TASK BRIEF: Line by line, transcribe the data below exactly and pass over the images.

TASK DATA:
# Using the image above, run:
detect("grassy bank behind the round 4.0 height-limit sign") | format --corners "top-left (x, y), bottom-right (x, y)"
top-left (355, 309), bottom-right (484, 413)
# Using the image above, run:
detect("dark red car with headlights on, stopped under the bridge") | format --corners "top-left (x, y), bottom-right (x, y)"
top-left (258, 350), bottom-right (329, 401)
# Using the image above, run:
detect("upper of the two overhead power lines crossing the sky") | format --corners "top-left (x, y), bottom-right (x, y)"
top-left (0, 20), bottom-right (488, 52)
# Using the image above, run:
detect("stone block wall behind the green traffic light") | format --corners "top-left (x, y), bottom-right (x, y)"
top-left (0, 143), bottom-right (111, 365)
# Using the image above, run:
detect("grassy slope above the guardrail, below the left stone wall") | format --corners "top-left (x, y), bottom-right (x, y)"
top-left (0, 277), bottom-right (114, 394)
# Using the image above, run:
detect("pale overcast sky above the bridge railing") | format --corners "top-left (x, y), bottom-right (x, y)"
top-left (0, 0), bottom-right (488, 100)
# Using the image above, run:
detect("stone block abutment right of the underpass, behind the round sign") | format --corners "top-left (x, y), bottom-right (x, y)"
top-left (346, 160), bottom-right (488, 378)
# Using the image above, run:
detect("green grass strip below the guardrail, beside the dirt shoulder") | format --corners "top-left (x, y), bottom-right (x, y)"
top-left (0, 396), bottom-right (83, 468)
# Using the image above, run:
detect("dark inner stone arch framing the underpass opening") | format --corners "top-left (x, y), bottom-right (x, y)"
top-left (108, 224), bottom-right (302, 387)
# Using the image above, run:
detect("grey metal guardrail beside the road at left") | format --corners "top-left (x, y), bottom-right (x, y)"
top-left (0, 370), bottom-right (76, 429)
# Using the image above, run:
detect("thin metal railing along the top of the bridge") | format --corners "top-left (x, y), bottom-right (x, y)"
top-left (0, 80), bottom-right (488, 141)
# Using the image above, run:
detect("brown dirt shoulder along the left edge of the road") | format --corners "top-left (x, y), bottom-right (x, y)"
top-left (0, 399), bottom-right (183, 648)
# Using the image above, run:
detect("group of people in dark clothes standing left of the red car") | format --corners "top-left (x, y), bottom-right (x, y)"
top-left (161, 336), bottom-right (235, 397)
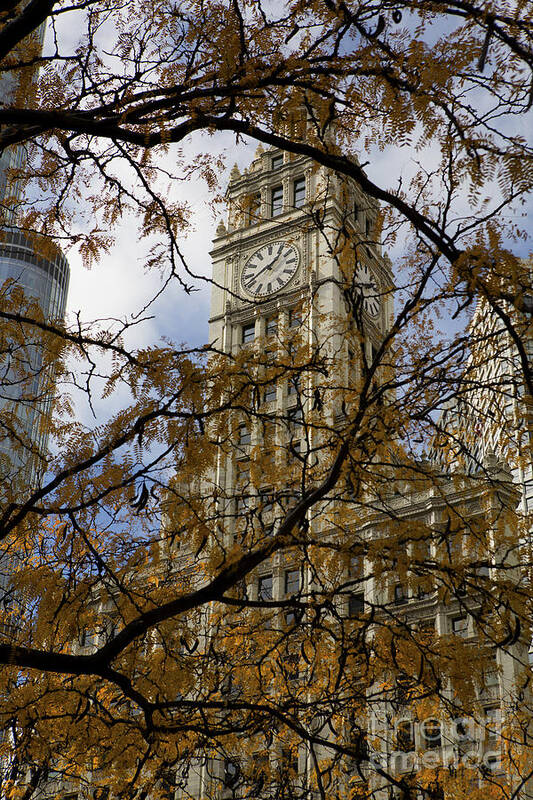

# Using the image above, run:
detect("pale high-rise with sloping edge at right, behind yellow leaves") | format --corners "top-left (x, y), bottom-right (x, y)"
top-left (431, 278), bottom-right (533, 515)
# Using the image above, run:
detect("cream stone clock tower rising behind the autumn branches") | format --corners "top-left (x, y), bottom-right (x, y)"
top-left (209, 145), bottom-right (393, 502)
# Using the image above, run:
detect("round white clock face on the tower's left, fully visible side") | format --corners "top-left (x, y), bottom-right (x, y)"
top-left (241, 242), bottom-right (300, 297)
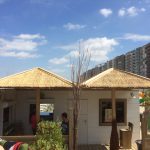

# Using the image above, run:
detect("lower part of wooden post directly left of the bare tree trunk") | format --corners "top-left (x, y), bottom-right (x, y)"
top-left (69, 108), bottom-right (73, 150)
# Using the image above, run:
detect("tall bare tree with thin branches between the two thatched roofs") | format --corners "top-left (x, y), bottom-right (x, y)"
top-left (71, 47), bottom-right (91, 150)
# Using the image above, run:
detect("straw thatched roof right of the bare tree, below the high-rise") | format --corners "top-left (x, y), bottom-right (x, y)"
top-left (83, 68), bottom-right (150, 89)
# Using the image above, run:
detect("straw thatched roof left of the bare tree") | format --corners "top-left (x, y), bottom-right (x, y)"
top-left (0, 68), bottom-right (72, 88)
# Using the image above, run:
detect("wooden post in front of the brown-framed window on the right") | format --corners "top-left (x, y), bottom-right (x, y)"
top-left (111, 89), bottom-right (116, 120)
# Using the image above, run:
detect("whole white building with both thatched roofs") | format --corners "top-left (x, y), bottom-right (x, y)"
top-left (0, 68), bottom-right (150, 145)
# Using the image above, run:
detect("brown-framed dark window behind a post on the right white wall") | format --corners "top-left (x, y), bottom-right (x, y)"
top-left (99, 99), bottom-right (127, 125)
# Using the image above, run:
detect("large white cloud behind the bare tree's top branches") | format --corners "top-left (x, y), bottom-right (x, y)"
top-left (48, 37), bottom-right (119, 78)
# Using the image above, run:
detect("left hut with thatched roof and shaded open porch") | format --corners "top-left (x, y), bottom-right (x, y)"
top-left (0, 68), bottom-right (72, 135)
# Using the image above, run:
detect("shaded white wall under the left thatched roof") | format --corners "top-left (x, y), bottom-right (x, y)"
top-left (16, 90), bottom-right (71, 134)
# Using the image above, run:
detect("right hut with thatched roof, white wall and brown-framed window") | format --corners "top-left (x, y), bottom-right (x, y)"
top-left (79, 68), bottom-right (150, 144)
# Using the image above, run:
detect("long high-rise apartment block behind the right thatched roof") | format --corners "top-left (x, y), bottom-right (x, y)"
top-left (82, 43), bottom-right (150, 79)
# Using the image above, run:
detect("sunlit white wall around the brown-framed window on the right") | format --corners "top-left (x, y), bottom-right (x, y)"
top-left (79, 91), bottom-right (140, 144)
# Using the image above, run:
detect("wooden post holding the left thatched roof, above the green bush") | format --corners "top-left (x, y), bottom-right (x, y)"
top-left (36, 88), bottom-right (40, 123)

ANSWER FOR THE TASK:
# Using the image above, run:
detect("grassy bank behind the round 4.0 height-limit sign") | format --corners "top-left (x, y), bottom-right (x, y)"
top-left (355, 309), bottom-right (484, 413)
# Using the image above, run:
detect("dark red car with headlights on, stopped under the bridge") | format --corners "top-left (x, y), bottom-right (x, y)"
top-left (258, 350), bottom-right (329, 401)
# Using the image above, run:
detect("upper of the two overhead power lines crossing the sky") | format --corners "top-left (x, y), bottom-right (x, y)"
top-left (0, 20), bottom-right (488, 52)
# Using the image above, run:
detect("stone block wall behind the green traffic light") | format --corners "top-left (x, y), bottom-right (x, y)"
top-left (0, 143), bottom-right (111, 365)
# Using the image above, run:
detect("grassy slope above the guardrail, below the left stone wall") | format --corners "top-left (x, y), bottom-right (x, y)"
top-left (0, 277), bottom-right (114, 394)
# Using the image above, run:
detect("pale overcast sky above the bridge railing") | format --corners "top-left (x, y), bottom-right (x, y)"
top-left (0, 0), bottom-right (488, 100)
# Using the image above, run:
detect("stone block abutment right of the underpass, behind the round sign") | format --corners "top-left (x, y), bottom-right (x, y)"
top-left (346, 160), bottom-right (488, 378)
# Using the image above, run:
detect("green grass strip below the guardrail, beside the dirt shoulder") | format --corners "top-left (x, y), bottom-right (x, y)"
top-left (0, 396), bottom-right (83, 468)
# Using the image above, run:
detect("dark inner stone arch framing the underpass opening") | format --corners "top-left (x, y), bottom-right (x, y)"
top-left (108, 224), bottom-right (302, 387)
# Using the image above, run:
detect("grey metal guardrail beside the road at left") | format --corners "top-left (x, y), bottom-right (x, y)"
top-left (0, 370), bottom-right (76, 429)
# Using the image above, run:
detect("thin metal railing along the top of the bridge") | format --corners "top-left (x, y), bottom-right (x, y)"
top-left (0, 80), bottom-right (488, 141)
# Using the image above, run:
detect("brown dirt shoulder along the left edge of the road") | format --corners "top-left (x, y), bottom-right (x, y)"
top-left (0, 399), bottom-right (183, 648)
# Using the image above, run:
detect("group of people in dark clothes standing left of the red car") | format --corners "top-left (x, y), bottom-right (x, y)"
top-left (161, 336), bottom-right (235, 397)

# Using the image above, run:
detect("pale high-rise with sloping edge at right, behind yellow leaves") | format --corners "top-left (x, y), bottom-right (x, y)"
top-left (431, 278), bottom-right (533, 515)
# Using the image above, run:
detect("cream stone clock tower rising behind the autumn branches") | format --corners "top-left (x, y), bottom-right (x, y)"
top-left (209, 145), bottom-right (393, 502)
# Using the image above, run:
detect("round white clock face on the tower's left, fully visible side") | format --corners "top-left (x, y), bottom-right (x, y)"
top-left (241, 242), bottom-right (300, 297)

# Using the image above, run:
detect("lower part of wooden post directly left of the bare tree trunk") | format --corners "top-left (x, y), bottom-right (x, y)"
top-left (69, 108), bottom-right (73, 150)
# Using the image above, run:
detect("tall bare tree with thin branches between the two thatched roofs") | format --corners "top-left (x, y), bottom-right (x, y)"
top-left (71, 47), bottom-right (91, 150)
# Using the image above, run:
detect("straw thatched roof right of the bare tree, below the high-rise") | format --corners "top-left (x, y), bottom-right (x, y)"
top-left (83, 68), bottom-right (150, 89)
# Using the image above, run:
detect("straw thatched roof left of the bare tree") | format --corners "top-left (x, y), bottom-right (x, y)"
top-left (0, 68), bottom-right (72, 88)
# Using the image above, run:
detect("wooden post in front of the brown-framed window on the right") | format --corners "top-left (x, y), bottom-right (x, y)"
top-left (111, 89), bottom-right (116, 120)
# Using the image above, run:
detect("whole white building with both thatched roofs") | format --corners "top-left (x, y), bottom-right (x, y)"
top-left (0, 68), bottom-right (150, 145)
# Using the image above, run:
detect("brown-framed dark window behind a post on the right white wall") | format --corners "top-left (x, y), bottom-right (x, y)"
top-left (99, 99), bottom-right (127, 125)
# Using the image above, run:
detect("large white cloud behind the bare tree's top branches") | format --corners "top-left (x, y), bottom-right (x, y)"
top-left (48, 37), bottom-right (119, 78)
# Using the image above, run:
detect("left hut with thatched roof and shaded open porch") | format --corners "top-left (x, y), bottom-right (x, y)"
top-left (0, 68), bottom-right (72, 135)
# Using the image above, run:
detect("shaded white wall under the left thatched roof") | format --corners "top-left (x, y), bottom-right (x, y)"
top-left (16, 90), bottom-right (71, 134)
# Using the image above, run:
detect("right hut with thatched roof, white wall and brown-framed window") | format --corners "top-left (x, y), bottom-right (x, y)"
top-left (79, 68), bottom-right (150, 144)
# Using the image above, run:
detect("long high-rise apartment block behind the right thatched roof") | format --corners "top-left (x, y), bottom-right (x, y)"
top-left (82, 43), bottom-right (150, 79)
# Using the image above, run:
detect("sunlit white wall around the brown-framed window on the right") | format --corners "top-left (x, y), bottom-right (x, y)"
top-left (79, 91), bottom-right (140, 144)
# Using the image above, run:
detect("wooden post holding the left thatched roof, above the green bush") | format --corners "top-left (x, y), bottom-right (x, y)"
top-left (36, 88), bottom-right (40, 123)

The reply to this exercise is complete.